* **Study questions**:
(A) In the Albert Bussau biography, at what age did he leave Warracknabeal state school?
(B) Please write the next part of the Albert Bussau biography, picking up after its final sentence.

* **Selected passage**:
········
= Albert Bussau =

Australian politician

Sir Albert Louis (Lou) Bussau (9 July 1884 – 5 May 1947) was a farmer, a Victorian politician, and the Victorian Agent General in London.

==Early years==
Bussau was born in Natimuk to carpenter and farmer Johann Joachim Heinrich Adolph Bussau, and Maria Ernestina, nee Rokesky. He attended Warracknabeal state school until he was 12 years old, after which he left to work for his father. With his mother's encouragement, he continued his education, first at night at a private college, and then by correspondence with the University of Melbourne law faculty, becoming an articled clerk. He was employed by the legal firm, J.S.Wright-Smith, attending to business in the Warracknabeal, Beulah and Hopetoun districts, travelling by bicycle to visit clients. He was later commissioned to open an office for J. S. Wright-Smith in Hopetoun. He read extensively, attended Labor Party meetings, and was a lay-preacher in the Baptist Church.
········
* **Supplied information**:
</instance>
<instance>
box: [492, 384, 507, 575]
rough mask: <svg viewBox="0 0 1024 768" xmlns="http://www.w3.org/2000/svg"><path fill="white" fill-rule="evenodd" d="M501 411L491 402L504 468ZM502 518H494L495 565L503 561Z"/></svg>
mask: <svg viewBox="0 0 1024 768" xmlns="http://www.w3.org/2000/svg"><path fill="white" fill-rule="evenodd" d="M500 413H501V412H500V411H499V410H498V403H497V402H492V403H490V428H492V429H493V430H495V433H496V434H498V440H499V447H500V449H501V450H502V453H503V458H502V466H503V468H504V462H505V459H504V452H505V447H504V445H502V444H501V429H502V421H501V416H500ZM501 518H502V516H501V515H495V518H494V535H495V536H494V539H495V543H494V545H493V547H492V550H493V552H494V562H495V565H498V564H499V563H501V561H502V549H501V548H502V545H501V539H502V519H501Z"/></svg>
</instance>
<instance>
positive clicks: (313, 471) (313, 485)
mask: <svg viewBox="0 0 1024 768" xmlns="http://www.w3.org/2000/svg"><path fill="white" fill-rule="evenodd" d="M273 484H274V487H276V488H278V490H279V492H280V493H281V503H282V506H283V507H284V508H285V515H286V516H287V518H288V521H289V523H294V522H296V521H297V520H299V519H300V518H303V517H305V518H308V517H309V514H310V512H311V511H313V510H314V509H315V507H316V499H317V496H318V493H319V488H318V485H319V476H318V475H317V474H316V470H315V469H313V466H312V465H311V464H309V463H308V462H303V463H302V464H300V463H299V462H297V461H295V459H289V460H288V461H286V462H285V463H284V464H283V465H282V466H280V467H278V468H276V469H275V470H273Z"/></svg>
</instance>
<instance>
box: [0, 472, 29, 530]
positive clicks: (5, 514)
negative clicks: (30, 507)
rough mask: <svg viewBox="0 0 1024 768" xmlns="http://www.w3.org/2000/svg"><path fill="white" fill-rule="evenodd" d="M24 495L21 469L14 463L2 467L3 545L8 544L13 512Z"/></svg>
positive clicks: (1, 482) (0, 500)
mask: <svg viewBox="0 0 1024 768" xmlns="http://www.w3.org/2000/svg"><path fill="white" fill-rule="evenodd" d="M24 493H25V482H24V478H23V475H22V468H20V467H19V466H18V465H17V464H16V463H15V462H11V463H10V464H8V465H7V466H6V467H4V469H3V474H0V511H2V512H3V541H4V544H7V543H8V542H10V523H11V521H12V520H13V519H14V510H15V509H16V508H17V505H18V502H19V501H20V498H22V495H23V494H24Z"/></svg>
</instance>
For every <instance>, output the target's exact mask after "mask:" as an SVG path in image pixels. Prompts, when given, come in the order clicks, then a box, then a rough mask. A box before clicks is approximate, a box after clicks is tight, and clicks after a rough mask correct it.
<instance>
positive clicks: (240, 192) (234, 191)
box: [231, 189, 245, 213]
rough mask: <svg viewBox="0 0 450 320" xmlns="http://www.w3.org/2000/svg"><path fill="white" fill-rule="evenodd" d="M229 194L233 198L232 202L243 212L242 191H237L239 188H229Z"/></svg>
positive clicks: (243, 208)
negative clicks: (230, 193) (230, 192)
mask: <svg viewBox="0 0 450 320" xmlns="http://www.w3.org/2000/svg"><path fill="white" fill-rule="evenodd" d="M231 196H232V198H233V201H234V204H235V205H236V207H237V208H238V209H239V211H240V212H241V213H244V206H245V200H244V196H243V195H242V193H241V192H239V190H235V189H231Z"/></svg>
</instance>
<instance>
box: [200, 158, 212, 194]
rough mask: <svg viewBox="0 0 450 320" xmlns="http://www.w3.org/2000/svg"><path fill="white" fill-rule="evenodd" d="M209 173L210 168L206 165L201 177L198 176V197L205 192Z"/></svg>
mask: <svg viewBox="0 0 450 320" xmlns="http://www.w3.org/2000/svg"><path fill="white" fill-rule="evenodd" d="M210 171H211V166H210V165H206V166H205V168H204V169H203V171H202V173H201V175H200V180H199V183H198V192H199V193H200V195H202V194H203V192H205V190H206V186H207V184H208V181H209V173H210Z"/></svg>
········
* **Exercise results**:
(A) He left at 12 years old.

(B)
On 22 April 1912, he married Mary Scott Baird, a Ballarat teacher. They had no children.

In 1915, after a terrible drought, he bought 640 acres (259 hectares) of land north of Hopetoun to grow wheat and raise fat lambs, later extending the farm in partnership with share farmers.

==Politics==
In 1916, Bussau became a supporter of Percy Stewart and the radical Victorian Farmers' Union, advocating on rural issues.

Bussau’s interest in representative politics found local expression when he was elected to the Karkarooc Shire Council. He served as a councillor from 1921 to 1932, and was president from 1926 to 1927. In 1927, he was a founding member of the Victorian Wheatgrowers’ Association (VWA) and was a VWA organiser, becoming the VWA president in 1933.

He was the president of the Country Progressive Party in 1929 and, from 1931 to 1932, was vice-president of the United Country Party.

In 1932, he was elected to the Victorian Legislative Assembly for the electorate of Ouyen, representing the United Country Party. He was Transport Minister for a time, Attorney-General and Solicitor-General in the government of Albert Dunstan between 2 April 1935 and 1 April 1938, Bussau resigned to become Agent-General for Victoria in London from 1938-1940.[3] In 1938, he visited Germany and observed their brown coal mines. During The Blitz of London in 1940-41, he was actively engaged in Fire Watch duties and was nicknamed as "the Mad Australian" for the daring he showed in that role.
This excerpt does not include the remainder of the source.